Supplied data
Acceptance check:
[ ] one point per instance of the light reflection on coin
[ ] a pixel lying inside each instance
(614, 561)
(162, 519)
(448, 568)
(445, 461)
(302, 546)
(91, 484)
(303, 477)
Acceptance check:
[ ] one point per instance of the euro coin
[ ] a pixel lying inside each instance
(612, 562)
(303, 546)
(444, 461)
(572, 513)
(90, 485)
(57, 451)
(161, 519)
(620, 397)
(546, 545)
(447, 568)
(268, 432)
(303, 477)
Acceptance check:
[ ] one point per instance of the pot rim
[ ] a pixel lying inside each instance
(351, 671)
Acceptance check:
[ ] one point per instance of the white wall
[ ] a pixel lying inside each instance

What you have to do
From the line containing "[ ] one point per instance of the euro coin" down to the last line, reproduce the records exactly. Include both ends.

Result
[ ] one point per instance of the euro coin
[ ] a pixel lying inside each instance
(612, 562)
(303, 546)
(444, 461)
(572, 513)
(90, 485)
(57, 451)
(161, 519)
(620, 397)
(546, 545)
(447, 568)
(268, 432)
(303, 477)
Acceptance check:
[ ] one point per instance of the pot rim
[ ] a pixel lying inside each instance
(351, 671)
Acceptance check:
[ ] one point per instance of the white wall
[ ] a pixel lying inside each instance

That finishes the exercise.